EXERCISE
From the records below, pull out each line that contains the word "black" and copy it in full.

SUPPLIED MATERIAL
--

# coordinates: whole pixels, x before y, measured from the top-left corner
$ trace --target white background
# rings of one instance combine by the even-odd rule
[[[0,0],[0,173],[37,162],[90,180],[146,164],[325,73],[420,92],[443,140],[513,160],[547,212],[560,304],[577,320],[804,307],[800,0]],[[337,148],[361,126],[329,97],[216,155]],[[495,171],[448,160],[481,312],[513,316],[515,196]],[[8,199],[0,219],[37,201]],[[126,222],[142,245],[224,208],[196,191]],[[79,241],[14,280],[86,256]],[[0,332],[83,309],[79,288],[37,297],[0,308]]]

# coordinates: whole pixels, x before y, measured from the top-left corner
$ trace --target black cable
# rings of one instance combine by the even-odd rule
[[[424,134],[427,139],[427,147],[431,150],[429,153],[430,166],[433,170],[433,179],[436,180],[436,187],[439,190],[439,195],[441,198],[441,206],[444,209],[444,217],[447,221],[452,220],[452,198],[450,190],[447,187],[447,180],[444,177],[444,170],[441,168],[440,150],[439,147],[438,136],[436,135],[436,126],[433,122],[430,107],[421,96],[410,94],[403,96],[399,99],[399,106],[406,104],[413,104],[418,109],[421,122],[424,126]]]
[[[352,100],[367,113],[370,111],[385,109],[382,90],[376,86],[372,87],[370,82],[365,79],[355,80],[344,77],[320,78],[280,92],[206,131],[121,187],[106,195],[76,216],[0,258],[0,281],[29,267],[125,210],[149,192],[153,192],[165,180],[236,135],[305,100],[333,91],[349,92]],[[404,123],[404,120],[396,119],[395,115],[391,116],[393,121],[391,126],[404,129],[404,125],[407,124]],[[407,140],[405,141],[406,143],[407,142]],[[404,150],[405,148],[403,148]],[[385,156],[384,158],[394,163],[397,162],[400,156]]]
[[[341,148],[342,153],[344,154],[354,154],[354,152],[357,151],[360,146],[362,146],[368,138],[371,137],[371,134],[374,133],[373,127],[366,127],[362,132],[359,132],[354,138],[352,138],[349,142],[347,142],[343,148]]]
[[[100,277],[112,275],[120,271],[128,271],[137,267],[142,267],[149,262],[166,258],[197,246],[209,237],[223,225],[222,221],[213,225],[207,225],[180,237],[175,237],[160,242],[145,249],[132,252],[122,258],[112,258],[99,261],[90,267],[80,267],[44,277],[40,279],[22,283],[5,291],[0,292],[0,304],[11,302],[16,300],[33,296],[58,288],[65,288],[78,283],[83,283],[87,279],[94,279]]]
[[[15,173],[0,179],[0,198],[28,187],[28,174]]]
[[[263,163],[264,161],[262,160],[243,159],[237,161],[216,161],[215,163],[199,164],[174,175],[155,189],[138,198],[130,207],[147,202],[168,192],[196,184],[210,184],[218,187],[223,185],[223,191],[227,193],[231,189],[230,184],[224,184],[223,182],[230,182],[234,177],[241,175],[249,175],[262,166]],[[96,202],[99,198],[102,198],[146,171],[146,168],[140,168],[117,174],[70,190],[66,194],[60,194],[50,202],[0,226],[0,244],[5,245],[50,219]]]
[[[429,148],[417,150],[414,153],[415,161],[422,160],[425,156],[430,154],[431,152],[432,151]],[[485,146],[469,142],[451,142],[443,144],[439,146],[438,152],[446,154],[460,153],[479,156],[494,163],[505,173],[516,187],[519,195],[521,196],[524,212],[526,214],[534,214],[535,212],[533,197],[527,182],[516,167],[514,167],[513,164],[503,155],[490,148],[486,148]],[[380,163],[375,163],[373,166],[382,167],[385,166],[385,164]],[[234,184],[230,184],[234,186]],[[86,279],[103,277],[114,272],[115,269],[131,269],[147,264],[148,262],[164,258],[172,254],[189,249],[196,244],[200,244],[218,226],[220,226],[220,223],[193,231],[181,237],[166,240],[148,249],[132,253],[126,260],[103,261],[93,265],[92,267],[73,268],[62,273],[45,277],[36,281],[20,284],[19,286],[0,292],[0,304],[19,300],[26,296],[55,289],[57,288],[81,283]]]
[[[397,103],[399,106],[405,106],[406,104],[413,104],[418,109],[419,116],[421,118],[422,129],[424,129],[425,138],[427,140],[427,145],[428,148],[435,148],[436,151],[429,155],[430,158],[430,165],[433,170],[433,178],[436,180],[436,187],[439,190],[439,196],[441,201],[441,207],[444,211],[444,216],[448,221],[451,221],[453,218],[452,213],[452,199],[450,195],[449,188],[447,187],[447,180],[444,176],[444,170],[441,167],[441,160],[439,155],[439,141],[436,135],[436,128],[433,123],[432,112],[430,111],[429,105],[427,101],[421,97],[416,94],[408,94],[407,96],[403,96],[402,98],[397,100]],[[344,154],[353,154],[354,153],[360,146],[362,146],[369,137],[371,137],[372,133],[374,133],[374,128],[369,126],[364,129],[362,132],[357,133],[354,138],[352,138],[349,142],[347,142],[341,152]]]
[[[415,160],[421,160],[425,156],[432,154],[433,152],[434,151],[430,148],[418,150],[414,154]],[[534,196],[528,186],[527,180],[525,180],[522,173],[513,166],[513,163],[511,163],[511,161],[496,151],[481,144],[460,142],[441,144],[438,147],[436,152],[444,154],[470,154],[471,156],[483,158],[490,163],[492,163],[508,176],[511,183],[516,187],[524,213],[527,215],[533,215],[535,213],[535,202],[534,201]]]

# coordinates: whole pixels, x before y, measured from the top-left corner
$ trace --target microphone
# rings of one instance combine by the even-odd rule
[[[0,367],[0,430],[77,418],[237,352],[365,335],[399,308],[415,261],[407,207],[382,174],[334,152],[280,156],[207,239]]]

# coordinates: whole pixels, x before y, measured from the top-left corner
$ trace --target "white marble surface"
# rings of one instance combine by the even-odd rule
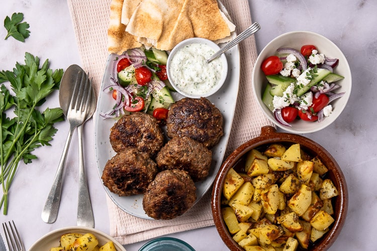
[[[352,92],[349,104],[330,127],[305,136],[325,147],[337,161],[347,180],[349,195],[348,214],[343,229],[330,250],[374,250],[370,245],[377,220],[375,171],[375,131],[377,118],[373,105],[377,93],[377,3],[372,0],[339,1],[249,0],[252,18],[261,27],[255,35],[258,51],[282,33],[308,30],[333,41],[348,60],[352,74]],[[80,64],[67,3],[60,0],[3,1],[0,20],[14,12],[25,14],[31,25],[31,36],[24,43],[10,38],[0,26],[0,69],[11,69],[22,62],[25,52],[50,59],[53,69]],[[58,93],[48,104],[59,105]],[[57,167],[68,133],[67,122],[59,130],[52,146],[37,149],[39,159],[20,165],[11,187],[9,212],[0,214],[0,222],[15,220],[27,248],[42,235],[60,227],[76,224],[77,191],[77,135],[74,134],[67,160],[60,210],[53,224],[43,222],[41,212]],[[85,160],[94,207],[96,228],[109,232],[105,192],[94,160],[93,123],[84,127]],[[0,231],[2,234],[3,231]],[[227,250],[214,227],[172,234],[198,250]],[[137,250],[146,241],[126,246]],[[210,243],[211,247],[209,247]]]

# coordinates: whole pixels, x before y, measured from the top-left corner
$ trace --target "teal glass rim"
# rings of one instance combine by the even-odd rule
[[[195,251],[194,247],[183,240],[172,237],[161,237],[145,243],[139,251]]]

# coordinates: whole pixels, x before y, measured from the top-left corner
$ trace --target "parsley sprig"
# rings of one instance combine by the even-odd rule
[[[26,22],[21,23],[23,19],[22,13],[13,13],[11,18],[7,16],[4,20],[4,27],[8,32],[6,40],[12,36],[19,41],[25,42],[25,39],[29,37],[30,31],[28,29],[30,26]]]
[[[0,183],[3,197],[0,208],[8,212],[9,188],[21,160],[31,163],[37,158],[32,152],[49,143],[57,130],[55,122],[63,119],[60,108],[47,108],[41,112],[37,108],[60,86],[63,70],[53,71],[48,68],[46,60],[40,68],[39,59],[30,53],[25,54],[25,64],[17,63],[13,71],[0,71],[0,83],[9,81],[13,96],[4,84],[0,87]],[[15,116],[10,118],[9,110]],[[7,111],[8,111],[7,112]]]

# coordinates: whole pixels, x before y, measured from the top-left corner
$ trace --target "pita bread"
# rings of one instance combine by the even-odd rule
[[[127,25],[130,19],[142,0],[124,0],[122,8],[122,18],[121,23]]]
[[[216,0],[112,0],[111,8],[109,49],[118,53],[142,45],[169,50],[194,37],[227,42],[235,28]]]
[[[136,38],[125,32],[126,26],[121,23],[123,5],[123,0],[112,0],[110,5],[110,20],[108,29],[108,48],[110,53],[121,54],[127,49],[142,46]]]

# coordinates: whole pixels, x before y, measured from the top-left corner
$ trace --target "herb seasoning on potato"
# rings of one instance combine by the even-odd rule
[[[308,249],[329,230],[338,190],[324,177],[328,170],[321,160],[300,144],[252,149],[238,167],[227,174],[222,214],[245,250]]]

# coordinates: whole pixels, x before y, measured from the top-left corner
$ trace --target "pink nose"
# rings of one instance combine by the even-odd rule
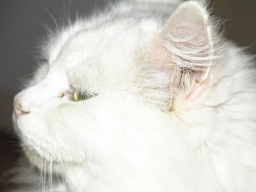
[[[25,110],[22,108],[22,105],[18,99],[15,100],[13,102],[13,108],[14,109],[14,113],[16,117],[20,116],[21,115],[24,115],[29,113],[30,111]]]

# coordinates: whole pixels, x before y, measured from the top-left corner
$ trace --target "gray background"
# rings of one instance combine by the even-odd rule
[[[110,0],[109,0],[109,1]],[[49,12],[58,21],[68,12],[74,17],[90,13],[104,0],[1,0],[0,3],[0,130],[11,126],[12,99],[18,91],[17,79],[34,71],[33,46],[45,34],[44,23],[54,26]],[[256,0],[212,0],[213,14],[226,22],[227,36],[256,53]],[[24,80],[26,78],[24,78]]]
[[[0,1],[0,172],[12,165],[15,145],[5,134],[11,127],[12,99],[18,91],[16,79],[34,71],[36,55],[33,46],[45,34],[43,23],[53,26],[70,7],[72,17],[90,13],[104,0],[1,0]],[[226,36],[256,53],[256,0],[212,0],[213,14],[226,21]]]

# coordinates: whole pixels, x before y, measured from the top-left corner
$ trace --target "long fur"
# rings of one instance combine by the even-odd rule
[[[181,3],[120,2],[49,32],[47,70],[15,98],[35,168],[17,191],[256,191],[254,57],[206,1]]]

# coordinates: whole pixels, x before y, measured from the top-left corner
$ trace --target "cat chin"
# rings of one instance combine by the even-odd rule
[[[52,173],[56,174],[61,174],[64,167],[64,165],[58,163],[55,161],[48,161],[42,158],[35,151],[23,149],[23,151],[29,162],[39,170],[46,173]]]

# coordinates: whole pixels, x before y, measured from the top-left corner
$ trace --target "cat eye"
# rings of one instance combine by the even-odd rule
[[[81,93],[78,91],[75,91],[74,93],[73,97],[75,101],[81,101],[81,100],[88,99],[96,95],[94,93],[89,94],[86,93]]]

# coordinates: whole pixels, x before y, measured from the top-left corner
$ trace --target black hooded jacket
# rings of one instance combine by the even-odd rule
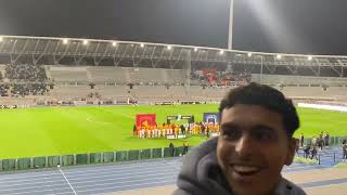
[[[232,195],[226,177],[217,162],[217,138],[194,148],[183,159],[174,195]],[[306,195],[292,182],[281,178],[275,195]]]

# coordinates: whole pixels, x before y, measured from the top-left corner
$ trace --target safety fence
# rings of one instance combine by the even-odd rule
[[[343,140],[347,136],[331,136],[330,146],[342,145]],[[312,143],[312,139],[305,139],[304,145]],[[191,151],[192,147],[189,147]],[[183,155],[183,146],[180,147],[162,147],[162,148],[147,148],[147,150],[132,150],[119,152],[104,152],[104,153],[89,153],[89,154],[73,154],[63,156],[42,156],[31,158],[17,158],[17,159],[0,159],[1,171],[27,170],[39,168],[54,168],[56,166],[78,166],[78,165],[93,165],[93,164],[107,164],[120,162],[130,160],[143,160],[155,158],[178,157]],[[335,154],[334,161],[335,161]],[[319,155],[321,157],[321,155]],[[319,159],[321,162],[321,159]]]
[[[191,151],[189,147],[188,151]],[[183,146],[147,150],[132,150],[119,152],[74,154],[63,156],[42,156],[33,158],[0,159],[1,171],[28,170],[39,168],[54,168],[57,166],[79,166],[130,160],[178,157],[184,154]]]

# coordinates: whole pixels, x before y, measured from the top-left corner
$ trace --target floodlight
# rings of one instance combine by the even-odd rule
[[[68,40],[67,39],[63,39],[63,44],[67,44]]]

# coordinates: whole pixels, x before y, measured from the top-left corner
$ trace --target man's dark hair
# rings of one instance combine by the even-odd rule
[[[250,82],[247,86],[232,89],[220,102],[220,116],[224,108],[231,108],[236,104],[260,105],[281,114],[288,138],[292,138],[295,130],[299,128],[299,118],[292,100],[269,86]]]

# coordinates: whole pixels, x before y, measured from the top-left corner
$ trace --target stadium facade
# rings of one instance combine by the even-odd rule
[[[267,83],[298,100],[347,100],[347,56],[119,40],[0,36],[0,104],[218,101]]]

--

COMPLETED EXERCISE
$ trace --target black cable
$ trace --target black hooded jacket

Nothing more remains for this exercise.